▸ **Written request**
Would you set down every entry shown below, precisely as written?

(Entries from a point annotation set)
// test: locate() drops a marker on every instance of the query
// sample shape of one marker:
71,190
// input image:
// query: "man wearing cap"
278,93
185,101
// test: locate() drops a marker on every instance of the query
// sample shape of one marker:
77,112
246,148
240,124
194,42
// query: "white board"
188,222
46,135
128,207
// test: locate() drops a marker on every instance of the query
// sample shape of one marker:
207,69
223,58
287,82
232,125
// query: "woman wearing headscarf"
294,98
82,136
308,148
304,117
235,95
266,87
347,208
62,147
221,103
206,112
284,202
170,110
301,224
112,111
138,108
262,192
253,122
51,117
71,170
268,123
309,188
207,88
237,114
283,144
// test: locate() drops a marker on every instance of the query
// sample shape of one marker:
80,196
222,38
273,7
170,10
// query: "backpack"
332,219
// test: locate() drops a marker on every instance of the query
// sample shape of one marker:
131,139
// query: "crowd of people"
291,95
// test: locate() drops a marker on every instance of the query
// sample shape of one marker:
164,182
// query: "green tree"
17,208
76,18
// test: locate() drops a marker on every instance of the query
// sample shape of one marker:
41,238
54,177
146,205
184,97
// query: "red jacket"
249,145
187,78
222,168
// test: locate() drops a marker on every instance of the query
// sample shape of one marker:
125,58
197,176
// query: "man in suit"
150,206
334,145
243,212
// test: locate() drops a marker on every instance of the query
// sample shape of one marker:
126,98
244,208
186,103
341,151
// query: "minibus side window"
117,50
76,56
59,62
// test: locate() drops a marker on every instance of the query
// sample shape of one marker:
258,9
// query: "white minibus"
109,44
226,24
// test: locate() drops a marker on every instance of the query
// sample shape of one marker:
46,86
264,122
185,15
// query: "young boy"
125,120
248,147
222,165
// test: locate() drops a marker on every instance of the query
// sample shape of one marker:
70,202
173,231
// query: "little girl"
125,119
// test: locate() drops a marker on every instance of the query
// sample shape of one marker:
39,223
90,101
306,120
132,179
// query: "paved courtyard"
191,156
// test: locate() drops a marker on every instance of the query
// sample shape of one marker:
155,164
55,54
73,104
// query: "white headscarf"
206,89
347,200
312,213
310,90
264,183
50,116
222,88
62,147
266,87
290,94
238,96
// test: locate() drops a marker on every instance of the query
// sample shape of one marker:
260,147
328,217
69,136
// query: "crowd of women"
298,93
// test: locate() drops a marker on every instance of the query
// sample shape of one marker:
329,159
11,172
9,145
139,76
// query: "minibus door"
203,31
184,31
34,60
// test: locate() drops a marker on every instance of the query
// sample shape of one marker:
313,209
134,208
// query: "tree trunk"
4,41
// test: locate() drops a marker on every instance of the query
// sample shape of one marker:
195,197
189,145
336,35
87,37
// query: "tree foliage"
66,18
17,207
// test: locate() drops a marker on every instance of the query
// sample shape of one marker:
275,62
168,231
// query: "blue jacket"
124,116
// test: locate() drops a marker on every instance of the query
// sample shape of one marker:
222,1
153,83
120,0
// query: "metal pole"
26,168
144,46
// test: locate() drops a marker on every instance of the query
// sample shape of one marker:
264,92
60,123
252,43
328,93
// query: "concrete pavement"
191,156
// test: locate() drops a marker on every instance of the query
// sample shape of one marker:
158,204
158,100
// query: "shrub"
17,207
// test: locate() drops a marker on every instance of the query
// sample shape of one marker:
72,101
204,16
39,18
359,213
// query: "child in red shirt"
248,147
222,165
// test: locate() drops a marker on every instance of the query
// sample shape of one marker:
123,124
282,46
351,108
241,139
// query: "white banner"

▸ **Answer to this task**
// test: locate() drops a marker on every instance of the query
// sample shape of one marker:
71,190
// input image:
// query: "man wearing cap"
278,93
185,101
// test: locate() drops a marker on every instance of the query
// sample shape of one marker:
77,112
246,148
240,124
194,42
// query: "white board"
188,222
46,135
128,207
// test: locate() drops a marker on every instance of the query
// sample shape of one marker:
207,69
223,58
287,82
232,125
// query: "woman wearing headscarf"
294,98
82,136
308,148
304,117
235,95
266,87
347,208
62,147
221,103
206,112
284,202
170,110
301,224
112,111
138,108
262,192
253,122
51,117
71,170
268,123
309,188
207,88
237,114
283,144
// test: locate() drops a marker on every instance of the query
// sample shape of one marker:
80,196
222,38
273,7
170,10
// query: "backpack"
332,219
// test: locate() drops a marker on every instance of the query
// sample shape of one marker:
131,139
// query: "crowd of people"
291,95
// test: locate() drops a marker on every instance of the query
// sample shape of one marker:
164,182
// query: "green tree"
17,208
76,18
// test: locate() drops a marker on every instance of the query
// sample shape of one marker:
41,238
54,177
146,205
184,97
// query: "red jacket"
249,145
187,78
222,168
// test: locate() drops a marker on every instance of the query
// sample shape of one marker:
125,58
197,176
// query: "man in suit"
150,206
334,145
243,212
// test: locate() drops a marker on every instance of the query
// sample shape of one marker:
126,98
244,208
186,103
341,151
// query: "minibus side window"
117,50
76,56
59,62
// test: locate() drops a marker on every instance of the query
// sample shape of one marker:
258,9
// query: "white minibus"
109,44
226,24
// test: locate() drops a marker on every instance of the query
// sample shape of one marker:
46,86
264,122
185,15
// query: "young boy"
125,120
248,147
222,165
// test: locate() drops a marker on every instance of the query
// sample shape of one marker:
70,202
173,231
// query: "little girl"
125,119
// test: locate() drops a marker on every instance of the query
// sample shape of one marker:
39,223
90,101
306,120
132,179
// query: "paved courtyard"
191,156
// test: locate() drops a marker on every instance of the query
// sample shape of one marker:
155,164
55,54
73,104
// query: "white headscarf"
206,89
347,200
312,213
310,90
264,183
50,116
222,88
62,147
266,87
290,94
238,96
// test: locate() drops a marker on every instance of the query
// sample shape of one marker:
260,147
328,217
69,136
// query: "crowd of women"
298,93
// test: locate() drops a marker on every instance of the query
// sample shape of one marker:
329,159
11,172
9,145
139,76
// query: "minibus door"
203,31
184,31
34,60
// test: locate() drops a marker on every instance of the query
// sample shape of one marker:
313,209
134,208
// query: "tree trunk"
4,41
// test: locate() drops a marker on every instance of the query
// sample shape of one marker:
195,197
189,145
336,35
87,37
// query: "tree foliage"
66,18
17,207
// test: locate() drops a marker on every instance of the query
// sample shape of one marker:
275,62
168,231
// query: "blue jacket"
124,116
// test: locate() drops a marker on every instance of the query
// sample shape of one marker:
222,1
153,83
120,0
// query: "metal pole"
26,168
144,46
// test: locate() drops a marker on every instance of the query
// sample shape of one marker:
264,92
60,123
252,43
328,93
// query: "concrete pavement"
191,156
// test: locate() drops a marker on every instance of the query
// sample shape of one marker:
158,204
158,100
// query: "shrub"
17,207
// test: locate() drops a marker on every instance of the query
// sample shape of one marker:
72,101
204,16
39,18
359,213
// query: "child in red shirt"
248,147
222,165
// test: locate() drops a marker on every instance of the query
// sample shape of one marker:
123,124
282,46
351,108
241,139
// query: "white banner"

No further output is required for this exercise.